• Exercise tasks
1. Summarize the text on molding the syringe in two sentences.
2. Answer these questions from the text on molding the syringe.
(a) How many cavities are on each face of the rotating center stack?
(b) Who designed the end-of-arm tooling?
(c) How many toolmakers did Hospira interview?
3. Copy the stretch of the text on molding the syringe from "The tool was" through "the end-of-arm tooling.", and switch "mold base" to "tool base".

BEGIN Source text

The part is produced on a 300-ton KraussMaffei press. The clear body is molded first, then the plunger, and finally the living-hinge locking band and tamper-evident seal are molded simultaneously. The second and third shots are delivered by two MGS add-on injection units mounted vertically and on the non-operator side.
The tool was built under license from Gram by KTW Group in Austria. The rotating center stack has four cavities on each of its four faces. Cycle time is under 10 sec.
The molding cell employs an innovative parts-removal concept that helps shorten cycle time. A cutout section of the mold base allows a Wittmann top-entry servo robot to take finished parts off of the cores while the mold remains closed during injection and cooling. Very precise robot movements are essential. MGS designed the end-of-arm tooling.
Hospira is a world leader in the specialty injectable pharmaceuticals market. It had little familiarity with multi-shot processes beyond two-shot molding with TPE seals. But Hospira knew that the previous method of producing the syringe needed to be upgraded. “In the past it didn’t matter how long it took to make the part, but now all aspects of medical molding are changing, and OEMs have to think smarter about their parts,” says Oshgan. Hospira looked at how part design could be changed to accomplish more manufacturing steps inside the mold. The company conducted extensive interviews with four molders and five toolmakers. “We went to these vendors to see what they had done before and what solutions they could propose,” says Oshgan.

END Source text
BEGIN Given records

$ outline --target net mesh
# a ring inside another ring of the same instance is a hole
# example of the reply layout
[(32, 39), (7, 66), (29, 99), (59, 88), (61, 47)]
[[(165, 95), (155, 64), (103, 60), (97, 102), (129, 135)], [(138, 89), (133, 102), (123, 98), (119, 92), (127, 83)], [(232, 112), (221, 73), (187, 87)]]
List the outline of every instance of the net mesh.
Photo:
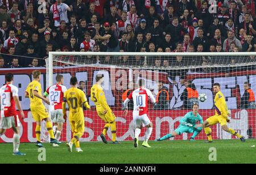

END Given records

• Task results
1. The part is molded in three shots on a 300-ton KraussMaffei press fitted with two MGS add-on injection units, using a KTW Group tool with a rotating center stack and a Wittmann robot that removes parts while the mold remains closed, for a cycle time under 10 seconds. Hospira had little multi-shot experience but knew its syringe production needed upgrading, so it interviewed four molders and five toolmakers.

2.
(a) Four.
(b) MGS.
(c) Five.

3.
The tool was built under license from Gram by KTW Group in Austria. The rotating center stack has four cavities on each of its four faces. Cycle time is under 10 sec.
The molding cell employs an innovative parts-removal concept that helps shorten cycle time. A cutout section of the tool base allows a Wittmann top-entry servo robot to take finished parts off of the cores while the mold remains closed during injection and cooling. Very precise robot movements are essential. MGS designed the end-of-arm tooling.